SET PROBLEM:
Write out every one of the entries below word for word, leaving each line unchanged.

INFORMATION SHOWN:
_ _ _
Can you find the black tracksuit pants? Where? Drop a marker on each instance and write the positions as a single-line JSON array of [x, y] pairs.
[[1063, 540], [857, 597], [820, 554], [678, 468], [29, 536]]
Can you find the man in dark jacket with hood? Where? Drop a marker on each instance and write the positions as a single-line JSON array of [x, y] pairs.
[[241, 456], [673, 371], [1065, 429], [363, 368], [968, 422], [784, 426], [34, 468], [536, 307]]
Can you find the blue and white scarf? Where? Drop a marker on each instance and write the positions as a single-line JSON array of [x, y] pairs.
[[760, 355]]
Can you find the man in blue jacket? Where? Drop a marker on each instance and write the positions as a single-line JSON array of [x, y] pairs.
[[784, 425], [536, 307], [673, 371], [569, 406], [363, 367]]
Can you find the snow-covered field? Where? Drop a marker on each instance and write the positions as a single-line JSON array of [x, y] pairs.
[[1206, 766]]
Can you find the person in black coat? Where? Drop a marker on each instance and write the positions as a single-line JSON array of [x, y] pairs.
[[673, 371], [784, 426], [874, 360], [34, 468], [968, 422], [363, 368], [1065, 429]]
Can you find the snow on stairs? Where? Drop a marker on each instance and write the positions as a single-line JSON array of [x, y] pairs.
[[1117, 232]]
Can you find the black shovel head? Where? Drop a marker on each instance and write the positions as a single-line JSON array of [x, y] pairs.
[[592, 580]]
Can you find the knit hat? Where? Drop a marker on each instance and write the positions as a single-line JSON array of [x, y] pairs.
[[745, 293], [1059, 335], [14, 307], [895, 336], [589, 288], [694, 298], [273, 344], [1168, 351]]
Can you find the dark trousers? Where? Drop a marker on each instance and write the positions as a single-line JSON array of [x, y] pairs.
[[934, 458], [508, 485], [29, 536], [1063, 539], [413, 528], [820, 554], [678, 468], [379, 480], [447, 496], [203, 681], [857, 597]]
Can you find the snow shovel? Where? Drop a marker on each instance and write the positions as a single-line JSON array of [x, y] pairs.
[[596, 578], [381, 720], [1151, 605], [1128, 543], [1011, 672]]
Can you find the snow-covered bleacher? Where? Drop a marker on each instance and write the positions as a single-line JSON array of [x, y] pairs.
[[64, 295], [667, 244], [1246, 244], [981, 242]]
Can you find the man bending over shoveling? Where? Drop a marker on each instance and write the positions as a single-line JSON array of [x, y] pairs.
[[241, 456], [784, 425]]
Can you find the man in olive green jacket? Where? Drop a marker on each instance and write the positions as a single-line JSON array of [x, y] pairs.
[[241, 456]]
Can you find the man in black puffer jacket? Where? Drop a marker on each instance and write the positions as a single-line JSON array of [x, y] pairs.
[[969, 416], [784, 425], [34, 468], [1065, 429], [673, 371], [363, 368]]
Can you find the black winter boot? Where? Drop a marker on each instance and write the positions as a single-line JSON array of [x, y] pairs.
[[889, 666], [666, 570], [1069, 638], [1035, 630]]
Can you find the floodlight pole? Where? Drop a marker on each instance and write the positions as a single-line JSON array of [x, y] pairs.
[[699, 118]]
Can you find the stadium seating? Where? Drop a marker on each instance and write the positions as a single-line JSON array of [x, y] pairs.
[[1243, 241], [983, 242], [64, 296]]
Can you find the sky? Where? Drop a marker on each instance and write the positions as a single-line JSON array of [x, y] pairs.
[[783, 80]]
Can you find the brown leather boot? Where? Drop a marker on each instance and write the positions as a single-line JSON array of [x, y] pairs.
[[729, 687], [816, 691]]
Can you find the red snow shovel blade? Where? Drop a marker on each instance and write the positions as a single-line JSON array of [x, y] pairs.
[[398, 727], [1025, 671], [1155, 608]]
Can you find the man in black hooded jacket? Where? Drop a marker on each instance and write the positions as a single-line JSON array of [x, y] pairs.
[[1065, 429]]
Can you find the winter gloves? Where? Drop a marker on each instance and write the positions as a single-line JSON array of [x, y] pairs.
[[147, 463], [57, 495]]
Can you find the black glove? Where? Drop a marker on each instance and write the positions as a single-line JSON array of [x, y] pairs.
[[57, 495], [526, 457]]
_ _ _
RESULT OF THE EXERCISE:
Can you find the black tracksuit pants? Where? Drop a marker on each instance and write the positions as a single-line JSON array of [x, y] pairs.
[[1063, 540], [857, 597], [820, 554], [678, 468], [29, 536]]
Can you find the man in dark jacket with hood? Where? Drop a marker on each instance and write the positions as a single-line JSON array of [x, y] pairs.
[[241, 456], [673, 371], [1065, 429], [363, 368], [968, 422], [784, 426], [34, 468], [536, 307]]
Can you find the blue and white scarf? Where? Drop a marker on each instance and write the positions as a single-line JSON array of [x, y] pairs.
[[760, 355]]
Can you find the man in blue jacket? Where? Drop a marker on each instance and write the positions as a single-line JSON array of [x, y] pairs.
[[784, 425], [536, 307], [673, 371], [569, 406], [363, 367]]
Can you find the snow-covered field? Where? Drop a marker on each instance and write the positions as a single-line JSON array of [x, y] pairs.
[[1206, 766]]
Can you find the person in black coat? Where? Drop a marker on each instance and write the positions as a single-line JSON array of [x, y] pairs.
[[673, 371], [784, 426], [874, 360], [34, 468], [968, 422], [363, 368], [1065, 429]]
Can you find the snow on stairs? Where? Drop a marker on each instance and write the positions as a single-line JSON array of [x, y] pairs.
[[1117, 232]]
Can you find the black shovel head? Where? Drop a marker on each instance and write the positions as a single-line JSON array of [x, y] pairs.
[[592, 580]]
Can you find the knit hat? Where? Drop a marker on each instance and write the positions as a single-line JSON array of [x, y] pairs.
[[745, 293], [1059, 335], [14, 307], [895, 336], [589, 288], [694, 298], [273, 344], [1168, 351]]
Can you find the dark trousers? Where? Drop a marker on each instance and write the positions as a single-line JSON array of [x, y] pairs.
[[934, 458], [508, 485], [29, 536], [1063, 539], [413, 528], [820, 554], [678, 468], [379, 480], [447, 496], [203, 681], [857, 597]]
Can you find the snow shovel? Where? Drop a marker on each instance and write the positions as a single-line JSON array of [x, y] pairs.
[[596, 578], [381, 720], [1151, 605], [1128, 543], [1011, 672]]
Can you find the snow-covered bleacher? Where? Drop a marker on each instance and write the positions as a single-line JSON array of [x, y] pairs.
[[64, 295], [667, 244], [1246, 244], [981, 242]]
Can you find the man bending over shoveling? Where? Drop a marker on each instance and write the positions as a single-line JSON array of [x, y] pairs.
[[241, 456], [784, 425]]
Can you find the man in olive green jacket? Where? Drop a marker on each instance and write the positions as a single-line JSON array of [x, y] pairs.
[[241, 456]]
Can you find the man in black puffer jacket? Where? Drop a marker on each instance and write the positions as a single-line JSON array of [x, y] pairs.
[[969, 416], [784, 425], [34, 468], [1065, 429], [673, 371], [363, 368]]
Can you find the black winter boot? Where? Drop a marker on each instance and write the positions as a single-line JSON array of [x, y] pairs.
[[889, 666], [666, 570], [1069, 638], [1035, 630]]
Can you find the floodlight pole? Where? Drop a marker on each instance and write the positions as a single-line JSON array of [x, y] pairs.
[[699, 118]]
Can you find the stadium seating? Where? Drop a marker on each instance and write the positions as a single-line JSON array of [x, y] pairs.
[[1243, 241], [983, 242], [64, 296]]
Can you find the sky? Where? Drop a marker on each instance and write the positions as a single-line JSON array of [x, y] pairs.
[[783, 80]]
Can you find the brown leather boot? Where? Drop a marker on each instance and write the positions as a single-line JSON array of [x, y] pairs.
[[729, 687], [816, 691]]
Can you find the red snow shovel blade? Where? Drop a marker on each instance and write the positions as a single-line JSON array of [x, y] pairs.
[[398, 727], [1025, 671], [1155, 608]]
Can you find the man in black hooded jacket? Where? Drop a marker on each instance and write the positions as a single-line JSON array of [x, y] pairs.
[[1065, 429]]
Can you find the winter gloves? Where? Drop a marker on each instance and write the positions as a single-line JSON array of [x, y] pairs.
[[147, 463], [57, 495]]
Can you find the black glove? Where? Drop a marker on each instance and write the positions as a single-line JSON array of [x, y] pairs.
[[57, 495], [526, 457]]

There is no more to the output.